• **Objective 1**: Reproduce the passage about Watson's time with the band word for word, in full.

• **Reading text**:
Following the release of the video, the group promoted the release for their debut album The Palpable Leprosy of Pollution, which was released on 12 December 2012 (12/12/12). The idea to release the album on 12/12/12 was an idea pitched by Watson, which the band loved. However, Watson retrospectively has expressed regret for such a release date as it caused him to rush his work in order to get the album released on time, leaving him ultimately unhappy with the end result of his vocals.

Watson left the band in late 2013 and publicly announced his departure from the band 22 February 2014. He later explained that he left the band because he did not feel like an equal compared to the other two members, and also because he was upset over the two members agreeing to a contract without consulting his input first. After his leaving, Watson would later form the Washington-based deathcore group Enterprise Earth with guitarist BJ Sampson.

• **Record list**:
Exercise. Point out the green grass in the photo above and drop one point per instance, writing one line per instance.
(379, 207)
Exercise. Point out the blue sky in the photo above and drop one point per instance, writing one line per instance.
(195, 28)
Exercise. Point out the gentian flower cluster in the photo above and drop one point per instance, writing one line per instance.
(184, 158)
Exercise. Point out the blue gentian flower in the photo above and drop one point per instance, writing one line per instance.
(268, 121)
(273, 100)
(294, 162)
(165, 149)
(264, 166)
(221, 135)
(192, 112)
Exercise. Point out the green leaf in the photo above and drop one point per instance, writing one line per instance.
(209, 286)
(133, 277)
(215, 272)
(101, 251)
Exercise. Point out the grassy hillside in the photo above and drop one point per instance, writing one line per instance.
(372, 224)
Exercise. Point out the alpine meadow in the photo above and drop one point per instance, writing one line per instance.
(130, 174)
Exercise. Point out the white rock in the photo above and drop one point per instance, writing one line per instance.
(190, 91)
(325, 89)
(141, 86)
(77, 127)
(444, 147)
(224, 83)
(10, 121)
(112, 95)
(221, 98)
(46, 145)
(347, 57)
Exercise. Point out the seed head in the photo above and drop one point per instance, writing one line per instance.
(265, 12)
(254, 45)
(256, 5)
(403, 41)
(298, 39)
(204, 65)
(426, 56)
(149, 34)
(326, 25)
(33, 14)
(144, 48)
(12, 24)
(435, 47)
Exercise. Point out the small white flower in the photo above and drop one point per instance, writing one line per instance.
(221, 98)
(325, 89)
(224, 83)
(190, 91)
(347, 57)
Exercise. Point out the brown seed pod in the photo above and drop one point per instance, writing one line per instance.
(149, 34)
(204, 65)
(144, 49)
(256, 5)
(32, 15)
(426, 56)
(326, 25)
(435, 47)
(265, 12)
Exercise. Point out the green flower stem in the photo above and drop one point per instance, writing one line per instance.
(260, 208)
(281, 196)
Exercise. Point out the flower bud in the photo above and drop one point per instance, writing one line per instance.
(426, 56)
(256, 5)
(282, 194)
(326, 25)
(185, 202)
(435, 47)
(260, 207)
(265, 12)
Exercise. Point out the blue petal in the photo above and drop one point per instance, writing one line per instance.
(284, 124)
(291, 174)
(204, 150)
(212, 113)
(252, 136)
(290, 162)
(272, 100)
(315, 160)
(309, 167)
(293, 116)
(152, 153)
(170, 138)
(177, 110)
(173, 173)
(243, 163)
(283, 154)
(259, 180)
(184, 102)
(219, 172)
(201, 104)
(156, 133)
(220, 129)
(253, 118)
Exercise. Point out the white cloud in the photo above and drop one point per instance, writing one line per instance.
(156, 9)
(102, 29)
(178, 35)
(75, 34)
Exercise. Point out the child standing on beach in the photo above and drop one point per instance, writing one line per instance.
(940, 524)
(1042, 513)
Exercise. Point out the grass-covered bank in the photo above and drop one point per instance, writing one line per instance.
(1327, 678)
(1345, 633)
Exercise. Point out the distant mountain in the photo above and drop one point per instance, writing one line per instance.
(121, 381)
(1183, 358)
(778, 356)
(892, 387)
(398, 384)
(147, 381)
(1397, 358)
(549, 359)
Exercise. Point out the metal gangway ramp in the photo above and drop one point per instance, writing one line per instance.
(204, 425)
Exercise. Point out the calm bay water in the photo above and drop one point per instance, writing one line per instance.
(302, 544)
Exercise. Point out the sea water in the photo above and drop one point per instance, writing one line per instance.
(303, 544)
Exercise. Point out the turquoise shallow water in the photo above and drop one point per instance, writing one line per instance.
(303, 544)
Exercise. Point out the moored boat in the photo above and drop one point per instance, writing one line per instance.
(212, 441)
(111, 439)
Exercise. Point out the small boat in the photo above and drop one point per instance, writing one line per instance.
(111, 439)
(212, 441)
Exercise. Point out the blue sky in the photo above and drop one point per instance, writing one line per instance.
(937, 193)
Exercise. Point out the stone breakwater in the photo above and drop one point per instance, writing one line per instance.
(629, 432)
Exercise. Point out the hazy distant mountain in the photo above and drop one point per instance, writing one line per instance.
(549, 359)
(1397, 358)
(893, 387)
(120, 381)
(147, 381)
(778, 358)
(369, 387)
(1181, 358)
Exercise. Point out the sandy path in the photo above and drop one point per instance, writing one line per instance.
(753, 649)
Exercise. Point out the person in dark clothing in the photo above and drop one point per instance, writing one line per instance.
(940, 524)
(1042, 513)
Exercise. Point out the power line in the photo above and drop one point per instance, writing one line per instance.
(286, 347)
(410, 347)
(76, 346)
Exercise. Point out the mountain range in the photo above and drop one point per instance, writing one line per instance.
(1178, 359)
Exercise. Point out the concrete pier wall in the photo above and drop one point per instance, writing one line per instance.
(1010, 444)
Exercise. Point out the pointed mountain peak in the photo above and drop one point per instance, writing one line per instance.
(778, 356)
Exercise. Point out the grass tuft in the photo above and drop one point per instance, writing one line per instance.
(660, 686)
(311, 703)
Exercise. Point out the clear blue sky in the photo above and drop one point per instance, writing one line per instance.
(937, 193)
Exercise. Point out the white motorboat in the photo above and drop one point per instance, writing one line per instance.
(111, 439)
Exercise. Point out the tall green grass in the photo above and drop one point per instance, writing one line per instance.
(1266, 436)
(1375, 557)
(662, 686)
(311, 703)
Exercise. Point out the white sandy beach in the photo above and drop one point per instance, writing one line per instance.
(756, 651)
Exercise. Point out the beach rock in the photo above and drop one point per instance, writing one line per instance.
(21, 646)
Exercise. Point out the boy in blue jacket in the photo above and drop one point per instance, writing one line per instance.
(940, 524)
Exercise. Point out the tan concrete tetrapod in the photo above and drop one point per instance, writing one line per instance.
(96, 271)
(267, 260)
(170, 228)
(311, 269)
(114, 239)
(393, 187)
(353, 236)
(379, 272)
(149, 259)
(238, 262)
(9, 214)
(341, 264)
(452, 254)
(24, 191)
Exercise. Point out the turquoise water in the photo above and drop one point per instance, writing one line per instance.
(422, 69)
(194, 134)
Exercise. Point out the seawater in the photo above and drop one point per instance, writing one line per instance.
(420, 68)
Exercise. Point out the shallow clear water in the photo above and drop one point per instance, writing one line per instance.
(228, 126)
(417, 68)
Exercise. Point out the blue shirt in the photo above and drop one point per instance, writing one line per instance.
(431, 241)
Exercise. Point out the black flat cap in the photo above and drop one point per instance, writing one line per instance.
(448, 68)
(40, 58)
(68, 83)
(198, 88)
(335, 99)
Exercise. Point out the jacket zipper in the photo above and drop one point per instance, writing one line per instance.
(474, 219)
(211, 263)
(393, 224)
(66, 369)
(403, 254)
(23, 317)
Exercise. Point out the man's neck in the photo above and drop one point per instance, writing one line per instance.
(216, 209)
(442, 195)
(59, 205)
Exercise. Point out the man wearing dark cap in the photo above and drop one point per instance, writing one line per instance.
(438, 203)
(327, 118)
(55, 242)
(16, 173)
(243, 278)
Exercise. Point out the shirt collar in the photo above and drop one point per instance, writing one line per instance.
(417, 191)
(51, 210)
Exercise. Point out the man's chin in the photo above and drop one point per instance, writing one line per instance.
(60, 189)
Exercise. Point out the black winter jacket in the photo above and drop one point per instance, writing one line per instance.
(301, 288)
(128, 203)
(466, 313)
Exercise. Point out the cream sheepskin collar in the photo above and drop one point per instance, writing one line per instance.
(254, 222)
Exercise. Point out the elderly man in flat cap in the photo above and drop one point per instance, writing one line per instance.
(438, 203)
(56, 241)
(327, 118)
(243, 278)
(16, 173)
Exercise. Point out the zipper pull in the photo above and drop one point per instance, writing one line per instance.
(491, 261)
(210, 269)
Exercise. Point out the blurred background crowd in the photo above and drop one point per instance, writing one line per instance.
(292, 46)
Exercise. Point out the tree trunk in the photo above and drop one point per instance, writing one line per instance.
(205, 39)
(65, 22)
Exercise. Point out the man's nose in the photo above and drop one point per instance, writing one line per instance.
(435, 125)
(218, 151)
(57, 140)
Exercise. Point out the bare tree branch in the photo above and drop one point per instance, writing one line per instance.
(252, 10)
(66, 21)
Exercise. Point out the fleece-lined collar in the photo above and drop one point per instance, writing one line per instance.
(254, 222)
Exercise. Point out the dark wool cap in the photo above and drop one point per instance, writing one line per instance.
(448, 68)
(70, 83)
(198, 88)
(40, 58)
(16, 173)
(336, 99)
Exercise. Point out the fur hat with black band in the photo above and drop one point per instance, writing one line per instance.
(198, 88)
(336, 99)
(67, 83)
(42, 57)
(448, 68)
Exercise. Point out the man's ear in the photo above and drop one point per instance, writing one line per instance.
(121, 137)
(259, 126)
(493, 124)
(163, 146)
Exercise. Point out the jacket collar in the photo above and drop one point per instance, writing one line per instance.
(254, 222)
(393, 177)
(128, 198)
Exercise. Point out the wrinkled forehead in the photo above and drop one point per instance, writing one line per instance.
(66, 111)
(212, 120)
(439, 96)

• **Objective 2**: Find every line in the records that contains the string "flower" and copy each one. Treat uppercase and lowercase as different.

• **Answer 1**:
Following the release of the video, the group promoted the release for their debut album The Palpable Leprosy of Pollution, which was released on 12 December 2012 (12/12/12). The idea to release the album on 12/12/12 was an idea pitched by Watson, which the band loved. However, Watson retrospectively has expressed regret for such a release date as it caused him to rush his work in order to get the album released on time, leaving him ultimately unhappy with the end result of his vocals.

Watson left the band in late 2013 and publicly announced his departure from the band 22 February 2014. He later explained that he left the band because he did not feel like an equal compared to the other two members, and also because he was upset over the two members agreeing to a contract without consulting his input first. After his leaving, Watson would later form the Washington-based deathcore group Enterprise Earth with guitarist BJ Sampson.

• **Answer 2**:
Exercise. Point out the gentian flower cluster in the photo above and drop one point per instance, writing one line per instance.
Exercise. Point out the blue gentian flower in the photo above and drop one point per instance, writing one line per instance.
Exercise. Point out the small white flower in the photo above and drop one point per instance, writing one line per instance.
Exercise. Point out the green flower stem in the photo above and drop one point per instance, writing one line per instance.
Exercise. Point out the flower bud in the photo above and drop one point per instance, writing one line per instance.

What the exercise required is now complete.